Render the listing below as a JSON array of strings, with one string for each line and blank lines omitted.

### ENTRIES
______________________________

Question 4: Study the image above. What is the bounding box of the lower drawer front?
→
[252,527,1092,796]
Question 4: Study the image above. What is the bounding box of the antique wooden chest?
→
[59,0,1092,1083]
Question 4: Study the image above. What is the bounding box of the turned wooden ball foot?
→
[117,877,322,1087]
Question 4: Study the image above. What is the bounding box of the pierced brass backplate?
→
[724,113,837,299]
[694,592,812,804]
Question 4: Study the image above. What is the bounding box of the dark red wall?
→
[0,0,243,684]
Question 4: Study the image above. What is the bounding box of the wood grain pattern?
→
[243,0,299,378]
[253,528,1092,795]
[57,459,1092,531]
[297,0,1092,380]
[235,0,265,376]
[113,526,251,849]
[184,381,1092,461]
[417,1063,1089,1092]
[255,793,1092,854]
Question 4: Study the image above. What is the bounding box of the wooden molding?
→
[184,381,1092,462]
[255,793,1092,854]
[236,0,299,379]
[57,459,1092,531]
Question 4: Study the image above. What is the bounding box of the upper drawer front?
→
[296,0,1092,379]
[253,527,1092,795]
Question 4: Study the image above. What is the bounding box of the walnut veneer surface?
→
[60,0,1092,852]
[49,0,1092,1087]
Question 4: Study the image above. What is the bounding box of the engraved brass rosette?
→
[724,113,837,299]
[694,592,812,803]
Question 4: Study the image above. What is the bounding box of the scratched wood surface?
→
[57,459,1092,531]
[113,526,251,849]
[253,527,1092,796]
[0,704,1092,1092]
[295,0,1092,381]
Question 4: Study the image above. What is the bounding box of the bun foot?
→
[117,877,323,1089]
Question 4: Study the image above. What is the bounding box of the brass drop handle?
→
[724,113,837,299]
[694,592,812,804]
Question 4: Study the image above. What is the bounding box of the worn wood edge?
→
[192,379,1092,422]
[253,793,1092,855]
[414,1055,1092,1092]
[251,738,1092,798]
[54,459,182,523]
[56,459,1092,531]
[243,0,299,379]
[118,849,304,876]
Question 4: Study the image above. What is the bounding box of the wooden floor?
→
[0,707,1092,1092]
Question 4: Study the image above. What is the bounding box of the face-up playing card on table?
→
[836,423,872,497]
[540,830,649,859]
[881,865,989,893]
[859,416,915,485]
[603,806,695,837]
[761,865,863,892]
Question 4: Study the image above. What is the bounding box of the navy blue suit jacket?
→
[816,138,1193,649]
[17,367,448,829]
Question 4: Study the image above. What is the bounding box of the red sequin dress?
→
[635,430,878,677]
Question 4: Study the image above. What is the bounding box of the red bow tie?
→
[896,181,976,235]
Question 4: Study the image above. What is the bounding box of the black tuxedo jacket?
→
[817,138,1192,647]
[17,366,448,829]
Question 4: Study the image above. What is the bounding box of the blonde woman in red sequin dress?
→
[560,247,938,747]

______________________________

### RIGHT ANSWER
[
  "Question 4: Study the image above. What is the bounding box of the lower drawer front?",
  "→",
  "[252,527,1092,796]",
  "Question 4: Study the image above. What is the bounding box of the antique wooden chest?",
  "→",
  "[59,0,1092,1083]",
  "Question 4: Study the image above. What is the bounding box of the turned wooden ball foot?",
  "→",
  "[117,877,322,1087]",
  "Question 4: Study the image above. What is the bounding box of the pierced brass backplate?",
  "→",
  "[724,113,837,299]",
  "[694,592,812,804]",
  "Question 4: Study the image above. What is the bounding box of the dark red wall?",
  "→",
  "[0,0,243,684]",
  "Question 4: Study the image above. What is the bounding box of the wood grain pattern?",
  "→",
  "[243,0,299,378]",
  "[253,528,1092,795]",
  "[57,459,1092,531]",
  "[297,0,1092,380]",
  "[235,0,265,376]",
  "[113,526,251,849]",
  "[184,381,1092,461]",
  "[417,1063,1089,1092]",
  "[255,793,1092,854]",
  "Question 4: Study the image above. What is the bounding box of the wooden molding?",
  "→",
  "[184,381,1092,462]",
  "[255,793,1092,854]",
  "[236,0,299,379]",
  "[57,459,1092,531]",
  "Question 4: Study the image above. What is the bounding box of the upper drawer front?",
  "→",
  "[296,0,1092,379]",
  "[253,527,1092,795]",
  "Question 4: Study the image above. What is the bounding box of the walnut veneer surface?",
  "→",
  "[60,0,1092,852]",
  "[49,0,1092,1087]",
  "Question 4: Study the image above. What is the bounding box of the engraved brass rosette?",
  "→",
  "[724,113,837,299]",
  "[694,592,812,803]",
  "Question 4: Study the image above. What is the bounding box of the scratched wood surface?",
  "→",
  "[57,459,1092,531]",
  "[113,526,251,849]",
  "[253,527,1092,796]",
  "[0,704,1092,1092]",
  "[295,0,1092,381]",
  "Question 4: Study the image above. What is the bounding box of the bun foot?",
  "→",
  "[117,877,323,1089]",
  "Question 4: Study the image above. What is the bounding box of the brass drop handle?",
  "→",
  "[724,113,837,299]",
  "[694,592,812,804]",
  "Question 4: Study the image above. What is the bounding box of the worn wood edge?",
  "→",
  "[192,379,1092,422]",
  "[253,793,1092,855]",
  "[414,1055,1092,1092]",
  "[251,738,1092,798]",
  "[54,459,182,523]",
  "[56,459,1092,531]",
  "[243,0,299,379]",
  "[118,849,304,876]",
  "Question 4: Study the image above. What is the bounding box of the wooden floor?",
  "→",
  "[0,707,1092,1092]",
  "Question 4: Study the image above. What is the bounding box of the face-up playing card on table?",
  "→",
  "[836,423,872,497]",
  "[540,830,649,859]",
  "[881,865,989,893]",
  "[859,416,915,485]",
  "[603,806,695,837]",
  "[761,865,863,892]",
  "Question 4: Study the image above. What is the bounding box of the navy blue suit jacket?",
  "→",
  "[816,138,1193,649]",
  "[17,367,448,829]",
  "Question 4: Study the image above. What is the bounding box of the red sequin dress?",
  "→",
  "[635,430,878,677]",
  "Question 4: Study the image above. What is the bounding box of the red bow tie?",
  "→",
  "[896,181,976,235]",
  "Question 4: Study the image above. What is the bounding box of the black tuxedo jacket?",
  "→",
  "[817,138,1192,647]",
  "[17,366,448,829]",
  "Question 4: Study the image above. What is the bounding box of the blonde woman in red sequin dress?",
  "→",
  "[560,247,938,747]"
]